↓
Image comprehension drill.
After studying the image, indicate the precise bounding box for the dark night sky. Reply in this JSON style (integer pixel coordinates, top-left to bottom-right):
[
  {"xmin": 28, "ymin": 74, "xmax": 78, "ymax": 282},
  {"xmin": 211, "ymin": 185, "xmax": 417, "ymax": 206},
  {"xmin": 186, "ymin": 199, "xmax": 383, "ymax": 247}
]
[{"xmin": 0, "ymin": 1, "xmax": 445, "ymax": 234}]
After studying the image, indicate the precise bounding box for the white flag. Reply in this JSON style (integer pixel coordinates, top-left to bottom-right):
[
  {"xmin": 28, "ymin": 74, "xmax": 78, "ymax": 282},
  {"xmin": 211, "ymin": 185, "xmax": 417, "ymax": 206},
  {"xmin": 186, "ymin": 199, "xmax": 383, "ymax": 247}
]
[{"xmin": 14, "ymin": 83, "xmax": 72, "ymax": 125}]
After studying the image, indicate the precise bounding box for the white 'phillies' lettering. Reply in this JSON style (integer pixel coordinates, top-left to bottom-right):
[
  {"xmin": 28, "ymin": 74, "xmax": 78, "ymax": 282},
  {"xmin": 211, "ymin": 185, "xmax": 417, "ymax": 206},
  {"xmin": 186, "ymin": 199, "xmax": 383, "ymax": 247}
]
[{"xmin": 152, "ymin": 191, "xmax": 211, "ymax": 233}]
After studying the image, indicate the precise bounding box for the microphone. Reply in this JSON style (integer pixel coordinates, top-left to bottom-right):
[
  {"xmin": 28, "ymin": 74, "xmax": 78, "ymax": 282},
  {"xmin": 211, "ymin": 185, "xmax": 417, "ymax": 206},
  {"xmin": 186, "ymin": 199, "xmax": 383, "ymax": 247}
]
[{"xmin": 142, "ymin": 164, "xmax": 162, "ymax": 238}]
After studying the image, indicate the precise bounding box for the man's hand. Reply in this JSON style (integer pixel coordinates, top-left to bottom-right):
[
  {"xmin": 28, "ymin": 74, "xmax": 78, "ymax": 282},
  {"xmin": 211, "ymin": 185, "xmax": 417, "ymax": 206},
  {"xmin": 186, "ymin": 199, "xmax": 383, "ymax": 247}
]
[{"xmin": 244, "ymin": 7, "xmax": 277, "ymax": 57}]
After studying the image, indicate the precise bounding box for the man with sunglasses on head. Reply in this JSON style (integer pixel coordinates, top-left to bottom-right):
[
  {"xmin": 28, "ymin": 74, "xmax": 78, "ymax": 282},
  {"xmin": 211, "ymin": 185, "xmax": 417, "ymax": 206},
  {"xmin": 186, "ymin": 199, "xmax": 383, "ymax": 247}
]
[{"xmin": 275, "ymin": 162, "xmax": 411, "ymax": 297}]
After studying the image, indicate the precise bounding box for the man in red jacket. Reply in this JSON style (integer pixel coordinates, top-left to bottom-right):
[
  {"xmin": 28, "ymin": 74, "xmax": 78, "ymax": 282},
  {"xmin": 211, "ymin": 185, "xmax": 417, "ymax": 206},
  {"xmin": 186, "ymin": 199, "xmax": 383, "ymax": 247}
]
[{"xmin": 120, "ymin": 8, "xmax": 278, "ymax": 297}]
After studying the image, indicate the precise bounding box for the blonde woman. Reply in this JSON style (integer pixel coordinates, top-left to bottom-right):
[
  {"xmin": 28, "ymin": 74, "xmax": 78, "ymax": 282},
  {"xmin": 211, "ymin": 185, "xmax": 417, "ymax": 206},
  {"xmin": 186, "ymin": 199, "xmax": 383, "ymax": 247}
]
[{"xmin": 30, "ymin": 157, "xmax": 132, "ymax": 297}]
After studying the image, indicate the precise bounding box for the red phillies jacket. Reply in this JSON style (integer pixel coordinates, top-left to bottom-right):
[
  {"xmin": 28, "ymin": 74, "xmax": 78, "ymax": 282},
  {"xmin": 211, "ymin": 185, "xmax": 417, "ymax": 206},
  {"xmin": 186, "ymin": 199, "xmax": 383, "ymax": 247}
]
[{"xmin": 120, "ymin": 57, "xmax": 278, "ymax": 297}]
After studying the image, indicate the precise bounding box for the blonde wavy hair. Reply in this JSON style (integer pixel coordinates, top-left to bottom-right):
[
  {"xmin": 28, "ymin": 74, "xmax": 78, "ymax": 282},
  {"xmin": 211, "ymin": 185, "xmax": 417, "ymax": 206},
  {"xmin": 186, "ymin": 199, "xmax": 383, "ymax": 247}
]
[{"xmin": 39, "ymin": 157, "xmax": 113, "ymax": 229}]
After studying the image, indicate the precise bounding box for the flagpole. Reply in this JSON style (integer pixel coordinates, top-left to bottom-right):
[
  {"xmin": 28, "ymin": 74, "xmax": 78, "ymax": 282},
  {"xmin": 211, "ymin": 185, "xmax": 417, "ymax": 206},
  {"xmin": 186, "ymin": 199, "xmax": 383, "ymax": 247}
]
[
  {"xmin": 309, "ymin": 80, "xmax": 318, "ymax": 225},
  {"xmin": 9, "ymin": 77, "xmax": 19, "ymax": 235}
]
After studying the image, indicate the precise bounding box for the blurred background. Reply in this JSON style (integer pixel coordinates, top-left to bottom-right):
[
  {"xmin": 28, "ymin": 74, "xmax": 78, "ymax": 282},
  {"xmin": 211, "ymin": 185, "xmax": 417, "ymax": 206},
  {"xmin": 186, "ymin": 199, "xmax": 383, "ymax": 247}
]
↑
Work required. Copy out every one of the entries above verbatim, from first to last.

Expected answer.
Image comprehension drill.
After studying the image, indicate the precise bounding box for the dark night sky. Reply in this JSON style (integer pixel coordinates, top-left to bottom-right):
[
  {"xmin": 28, "ymin": 74, "xmax": 78, "ymax": 282},
  {"xmin": 211, "ymin": 185, "xmax": 417, "ymax": 206},
  {"xmin": 186, "ymin": 199, "xmax": 383, "ymax": 247}
]
[{"xmin": 0, "ymin": 1, "xmax": 445, "ymax": 234}]
After studying the image, indicate the precise bounding box for the white flag. Reply in this JSON style (integer pixel coordinates, top-left to bottom-right):
[
  {"xmin": 28, "ymin": 74, "xmax": 78, "ymax": 282},
  {"xmin": 211, "ymin": 185, "xmax": 417, "ymax": 206},
  {"xmin": 186, "ymin": 199, "xmax": 383, "ymax": 247}
]
[{"xmin": 14, "ymin": 83, "xmax": 72, "ymax": 125}]
After studying the image, indicate the precise bounding box for the white 'phillies' lettering. Reply in this JSON style (integer pixel coordinates, top-left to bottom-right):
[
  {"xmin": 28, "ymin": 74, "xmax": 78, "ymax": 282},
  {"xmin": 211, "ymin": 185, "xmax": 417, "ymax": 206},
  {"xmin": 186, "ymin": 199, "xmax": 383, "ymax": 247}
]
[{"xmin": 152, "ymin": 191, "xmax": 211, "ymax": 233}]
After studying the image, indicate the precise bounding box for the microphone. Reply in this JSON style (integer pixel coordinates, top-left to bottom-right):
[
  {"xmin": 28, "ymin": 74, "xmax": 78, "ymax": 282},
  {"xmin": 211, "ymin": 185, "xmax": 417, "ymax": 206},
  {"xmin": 186, "ymin": 199, "xmax": 383, "ymax": 247}
]
[{"xmin": 142, "ymin": 164, "xmax": 162, "ymax": 238}]
After studying the image, indicate the precise bounding box for the man's hand. Reply in this JSON style (integer pixel coordinates, top-left to bottom-right):
[
  {"xmin": 28, "ymin": 74, "xmax": 78, "ymax": 282},
  {"xmin": 211, "ymin": 185, "xmax": 417, "ymax": 206},
  {"xmin": 186, "ymin": 199, "xmax": 383, "ymax": 247}
]
[{"xmin": 244, "ymin": 7, "xmax": 277, "ymax": 57}]
After studying the image, indicate the precise bounding box for the man with sunglasses on head. Reply in this JSON style (integer pixel coordinates, top-left to bottom-right):
[
  {"xmin": 28, "ymin": 74, "xmax": 78, "ymax": 282},
  {"xmin": 211, "ymin": 185, "xmax": 417, "ymax": 206},
  {"xmin": 186, "ymin": 199, "xmax": 383, "ymax": 247}
]
[{"xmin": 275, "ymin": 162, "xmax": 411, "ymax": 297}]
After studying the image, indicate the precise bounding box for the man in red jacket. Reply in this JSON style (integer pixel coordinates, top-left to bottom-right):
[
  {"xmin": 28, "ymin": 74, "xmax": 78, "ymax": 282},
  {"xmin": 211, "ymin": 185, "xmax": 417, "ymax": 206},
  {"xmin": 186, "ymin": 199, "xmax": 383, "ymax": 247}
]
[{"xmin": 120, "ymin": 8, "xmax": 278, "ymax": 297}]
After studying the image, indicate the precise bounding box for the blonde woman. Reply in this JSON style (integer pixel coordinates, top-left to bottom-right):
[
  {"xmin": 28, "ymin": 74, "xmax": 78, "ymax": 282},
  {"xmin": 211, "ymin": 185, "xmax": 417, "ymax": 206},
  {"xmin": 186, "ymin": 199, "xmax": 383, "ymax": 247}
]
[{"xmin": 30, "ymin": 157, "xmax": 132, "ymax": 297}]
After studying the image, indicate the precise bounding box for the red phillies jacket. Reply in this JSON style (integer pixel coordinates, top-left to bottom-right):
[
  {"xmin": 28, "ymin": 74, "xmax": 78, "ymax": 282},
  {"xmin": 211, "ymin": 185, "xmax": 417, "ymax": 206},
  {"xmin": 186, "ymin": 199, "xmax": 383, "ymax": 247}
]
[{"xmin": 120, "ymin": 57, "xmax": 278, "ymax": 297}]
After studying the image, indicate the precise bounding box for the blonde wavy hair. Reply in this JSON style (integer pixel coordinates, top-left to bottom-right):
[
  {"xmin": 28, "ymin": 74, "xmax": 78, "ymax": 282},
  {"xmin": 211, "ymin": 185, "xmax": 417, "ymax": 206},
  {"xmin": 186, "ymin": 199, "xmax": 383, "ymax": 247}
]
[{"xmin": 39, "ymin": 157, "xmax": 113, "ymax": 229}]
After studying the image, indicate the precise bounding box for the flagpole. Reply in this JSON style (integer pixel coordinates, top-left to bottom-right):
[
  {"xmin": 28, "ymin": 74, "xmax": 78, "ymax": 282},
  {"xmin": 211, "ymin": 185, "xmax": 417, "ymax": 206},
  {"xmin": 186, "ymin": 199, "xmax": 383, "ymax": 247}
]
[
  {"xmin": 309, "ymin": 80, "xmax": 318, "ymax": 225},
  {"xmin": 9, "ymin": 77, "xmax": 19, "ymax": 235}
]
After studying the image, indicate the precise bounding box for the blurred background. Reply in this JSON style (integer pixel coordinates, top-left to bottom-right):
[
  {"xmin": 28, "ymin": 74, "xmax": 78, "ymax": 282},
  {"xmin": 211, "ymin": 185, "xmax": 417, "ymax": 206},
  {"xmin": 186, "ymin": 199, "xmax": 383, "ymax": 247}
]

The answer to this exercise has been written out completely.